D'après l'extrait du jugement, à quel poste le demandeur s'est-il vu refuser la nomination par la décision du directeur de l'administration des Contributions directes ?

++++ Extrait du document ++++

Luxembourg | Luxembourg, Tribunal administratif, 29 juin 2005, 19191


Tribunal administratif Numéro 19191 du rôle du Grand-Duché de Luxembourg Inscrit le 18 janvier 2005 Audience publique du 29 juin 2005 Recours formé par Monsieur …, … contre deux décisions en matière de nomination

JUGEMENT

Vu la requête inscrite sous le numéro 19191 du rôle et déposée au greffe du tribunal administratif le 18 janvier 2005 par Maître Jean-Marie BAULER, avocat à la Cour, inscrit au tableau de l’Ordre des avocats à Luxembourg, au nom de Monsieur …, attaché de Gouvernement, demeurant à L-…, tendant à la réformation, sinon à l’annulation

d’une décision du directeur de l’administration des Contributions directes du 23 décembre ...

Tribunal administratif Numéro 19191 du rôle du Grand-Duché de Luxembourg Inscrit le 18 janvier 2005 Audience publique du 29 juin 2005 Recours formé par Monsieur …, … contre deux décisions en matière de nomination

JUGEMENT

Vu la requête inscrite sous le numéro 19191 du rôle et déposée au greffe du tribunal administratif le 18 janvier 2005 par Maître Jean-Marie BAULER, avocat à la Cour, inscrit au tableau de l’Ordre des avocats à Luxembourg, au nom de Monsieur …, attaché de Gouvernement, demeurant à L-…, tendant à la réformation, sinon à l’annulation d’une décision du directeur de l’administration des Contributions directes du 23 décembre 2003 par laquelle sa demande de nomination au poste de chef de la division des Affaires Générales lui a été refusée, ainsi que contre une décision confirmative prise par le Gouvernement en conseil le 3 septembre 2004 ;

Vu le mémoire en réponse du délégué du Gouvernement déposé au greffe du tribunal administratif le 18 avril 2005 ;

Vu le mémoire en réplique déposé au greffe du tribunal administratif le 18 mai 2005 par Maître Jean-Marie BAULER au nom et pour le compte du demandeur ;

Vu les pièces versées en cause et notamment les décisions critiquées ;

Entendu le juge-rapporteur en son rapport, ainsi que Maître Jean-Marie BAULER et Monsieur le délégué du gouvernement Guy SCHLEDER en leurs plaidoiries respectives à l’audience publique du 20 juin 2005.

++++ Données fournies ++++

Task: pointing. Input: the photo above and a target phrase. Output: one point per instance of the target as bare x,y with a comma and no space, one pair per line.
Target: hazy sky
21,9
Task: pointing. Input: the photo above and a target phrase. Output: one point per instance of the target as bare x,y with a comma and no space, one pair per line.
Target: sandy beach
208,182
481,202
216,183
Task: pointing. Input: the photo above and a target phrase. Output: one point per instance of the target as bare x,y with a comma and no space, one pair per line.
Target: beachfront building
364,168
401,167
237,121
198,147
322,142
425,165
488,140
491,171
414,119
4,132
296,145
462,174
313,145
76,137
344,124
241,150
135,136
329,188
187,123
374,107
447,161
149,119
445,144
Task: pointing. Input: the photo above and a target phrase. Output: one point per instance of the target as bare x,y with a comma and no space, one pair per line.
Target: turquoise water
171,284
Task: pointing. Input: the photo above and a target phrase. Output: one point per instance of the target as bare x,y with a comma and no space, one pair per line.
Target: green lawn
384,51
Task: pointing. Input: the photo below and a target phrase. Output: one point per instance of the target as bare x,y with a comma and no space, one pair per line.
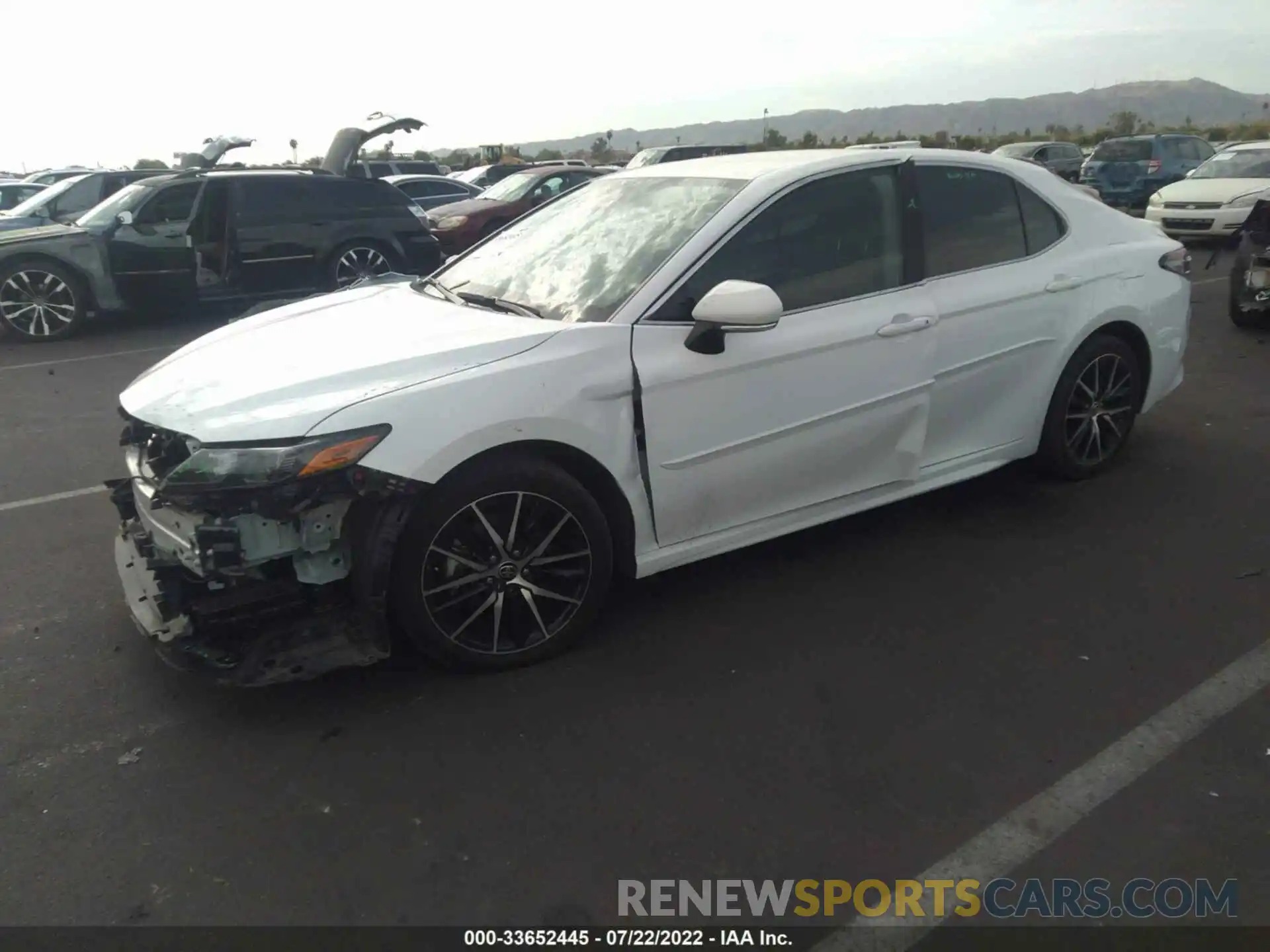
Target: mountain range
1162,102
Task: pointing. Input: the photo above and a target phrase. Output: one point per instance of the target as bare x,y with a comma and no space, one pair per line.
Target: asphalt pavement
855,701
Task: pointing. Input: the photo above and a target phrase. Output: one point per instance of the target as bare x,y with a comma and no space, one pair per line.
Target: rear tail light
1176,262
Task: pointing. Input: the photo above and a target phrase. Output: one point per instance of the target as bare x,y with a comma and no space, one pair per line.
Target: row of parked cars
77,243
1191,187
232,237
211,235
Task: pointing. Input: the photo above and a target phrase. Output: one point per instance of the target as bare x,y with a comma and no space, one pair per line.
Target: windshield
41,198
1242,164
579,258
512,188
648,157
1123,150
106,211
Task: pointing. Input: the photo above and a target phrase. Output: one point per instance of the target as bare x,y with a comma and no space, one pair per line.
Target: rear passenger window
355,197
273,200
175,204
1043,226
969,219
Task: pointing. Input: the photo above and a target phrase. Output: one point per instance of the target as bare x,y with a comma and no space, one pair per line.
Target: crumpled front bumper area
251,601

++++

Solution
Le poste de chef de la division des Affaires Générales.